▸ Prompt
Print all the records exactly, please.

▸ Data excerpts

--- START ---

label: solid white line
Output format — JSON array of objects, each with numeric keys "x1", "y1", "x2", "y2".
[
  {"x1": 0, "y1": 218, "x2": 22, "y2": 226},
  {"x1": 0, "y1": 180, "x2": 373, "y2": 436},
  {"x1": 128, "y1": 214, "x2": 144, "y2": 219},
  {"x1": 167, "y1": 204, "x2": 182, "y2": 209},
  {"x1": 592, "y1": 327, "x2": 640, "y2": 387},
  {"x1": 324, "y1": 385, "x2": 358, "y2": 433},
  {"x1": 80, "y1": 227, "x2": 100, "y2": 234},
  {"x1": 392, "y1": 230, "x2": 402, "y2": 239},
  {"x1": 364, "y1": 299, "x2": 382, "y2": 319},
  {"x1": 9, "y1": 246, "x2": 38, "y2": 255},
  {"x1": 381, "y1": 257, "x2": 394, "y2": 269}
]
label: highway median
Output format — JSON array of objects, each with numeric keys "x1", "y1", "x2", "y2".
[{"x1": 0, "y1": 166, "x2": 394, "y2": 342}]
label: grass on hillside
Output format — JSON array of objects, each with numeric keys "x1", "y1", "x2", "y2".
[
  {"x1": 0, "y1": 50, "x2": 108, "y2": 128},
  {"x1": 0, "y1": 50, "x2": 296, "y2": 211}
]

--- END ---

▸ Finished task
label: solid white line
Output format — JSON array of objects, each with numeric keys "x1", "y1", "x2", "y2".
[
  {"x1": 0, "y1": 218, "x2": 22, "y2": 226},
  {"x1": 0, "y1": 180, "x2": 373, "y2": 436},
  {"x1": 128, "y1": 214, "x2": 144, "y2": 219},
  {"x1": 167, "y1": 204, "x2": 182, "y2": 209},
  {"x1": 592, "y1": 327, "x2": 640, "y2": 387},
  {"x1": 324, "y1": 385, "x2": 358, "y2": 433},
  {"x1": 80, "y1": 227, "x2": 100, "y2": 234},
  {"x1": 392, "y1": 230, "x2": 402, "y2": 239},
  {"x1": 364, "y1": 299, "x2": 382, "y2": 319},
  {"x1": 9, "y1": 246, "x2": 38, "y2": 255},
  {"x1": 381, "y1": 257, "x2": 394, "y2": 269}
]
label: highway median
Output format — JSON array of objects, each with numeric keys "x1", "y1", "x2", "y2".
[{"x1": 0, "y1": 166, "x2": 394, "y2": 342}]
label: grass on hillside
Output format — JSON array of objects, each with numeric keys "x1", "y1", "x2", "y2".
[
  {"x1": 0, "y1": 50, "x2": 108, "y2": 128},
  {"x1": 0, "y1": 50, "x2": 296, "y2": 211}
]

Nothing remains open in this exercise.